**Source document**.
Windows 10: Hard drive failure

Discus and support Hard drive failure in Windows 10 Drivers and Hardware to solve the problem; All mechanical drives have one thing in common. They all have sealed air and moisture tight chambers for the platters, main spindle, armature, heads... Discussion in 'Windows 10 Drivers and Hardware' started by Sven1458, Mar 14, 2016.

  1. Hard drive failure


    All mechanical drives have one thing in common. They all have sealed air and moisture tight chambers for the platters, main spindle, armature, heads while the motor may or may not be inside that sealed up portion of the drive. Moisture can only get in once the seal has either been borked in some fashion or has hardened up and split over time from constant heat up and cool off and heat up and cool down times. Besides a PC World blog you may want to dig a little deeper into things like seeing what manufacturers themselves advise. One site that covers a wider range of things can be looked over at Safe HDD Temperature Range to Avoid Hard Disk Failure

    And the temps can not only effect mechanical drives but SSDs as well as since overheating things can see memory ruined as an other note. SSDs have to have a higher threshold put into effect compared to what you see for desktop memory. Flash drives and other removable depends on quality there since flash drives can take a bit more abuse! being tossed around dropped on hard surfaces, etc. Another older reference on drive temps and cooling seen at Temperature Limits and Drive Cooling indicates:

     
    Night Hawk, Mar 17, 2016
    #31
  2. Sven1458 Win User

    I just got me a Crucial 240GB ssd and will install it later today. Hopefully it will solve my problems and will not brake down after 2 years.
    After that, I will try to get my data of the old drive. As I mentioned before, the MFT is corrupt but I thing the data is there.

    Sven
     
    Sven1458, Mar 17, 2016
    #32
  3. If you have a local data recovery service provided by a local repair shop that would be one pay a few option to get what can be saved from the drive before seeing it tossed. You simply provide the blank dvds or another spare drive to see things recovered to.

    Personally I end up not only storing thing on separate drives but seem to end up sharing a good number of files between machines here. If one system goes down I could still recover just about anything on short notice!
     
    Night Hawk, Mar 18, 2016
    #33
  4. Porthos Win User

    Hard drive failure

    Late to the discussion but relevant to others reading. I never use WD BLUE drives for any thing. BLACK only.

    P.S. Congrats on your SSD. You will never go back to a spinner again.*Smile
     
    Porthos, Mar 18, 2016
    #34
  5. Sven1458 Win User
    I will need another drive, and it's going to be a big one because of my home movies. 1 t is big enough, but now you're talking $300.00, so I might go for a spinner on that one.

    Thanks to all for your input

    Sven
     
    Sven1458, Mar 18, 2016
    #35
  6. WD Blue replaced the WD Green Power line being the "energy efficient" power saver series there. For laptops and desktops like All in Ones or other small builds with small supplies is where you would add one of those on as a storage medium.

Stored records:
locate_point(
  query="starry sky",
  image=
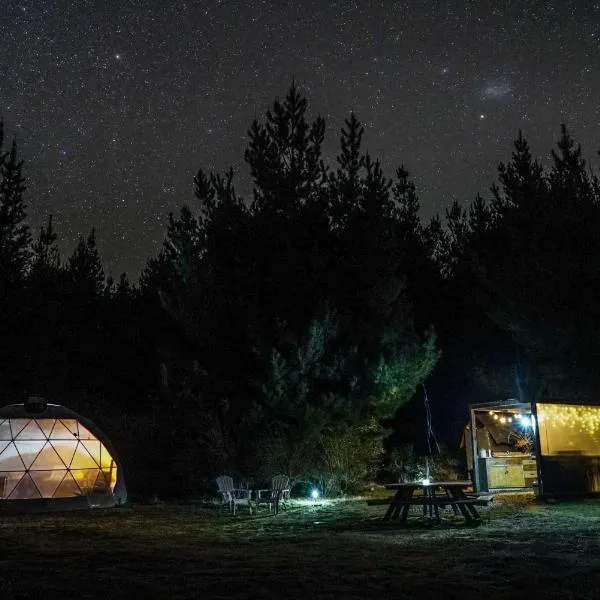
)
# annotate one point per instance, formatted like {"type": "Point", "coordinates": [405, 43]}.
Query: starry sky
{"type": "Point", "coordinates": [115, 104]}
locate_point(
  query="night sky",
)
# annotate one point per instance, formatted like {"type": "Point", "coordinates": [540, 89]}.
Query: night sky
{"type": "Point", "coordinates": [117, 103]}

**Required work**.
A - From the hard drive failure thread, reproduce verbatim the part that opens with the words containing "Personally I end" and closes with "thing. BLACK only.".
B - Answer these questions using the hard drive failure thread:
(i) What brand and capacity of SSD did Sven1458 get?
(ii) Which color of WD drive does Porthos say is the only kind he uses?
(iii) Which WD line did WD Blue replace?

**Written responses**.
A -
Personally I end up not only storing thing on separate drives but seem to end up sharing a good number of files between machines here. If one system goes down I could still recover just about anything on short notice!
     
    Night Hawk, Mar 18, 2016
    #33
  4. Porthos Win User

    Hard drive failure

    Late to the discussion but relevant to others reading. I never use WD BLUE drives for any thing. BLACK only.

B -
(i) A Crucial 240GB SSD
(ii) Black
(iii) The WD Green Power line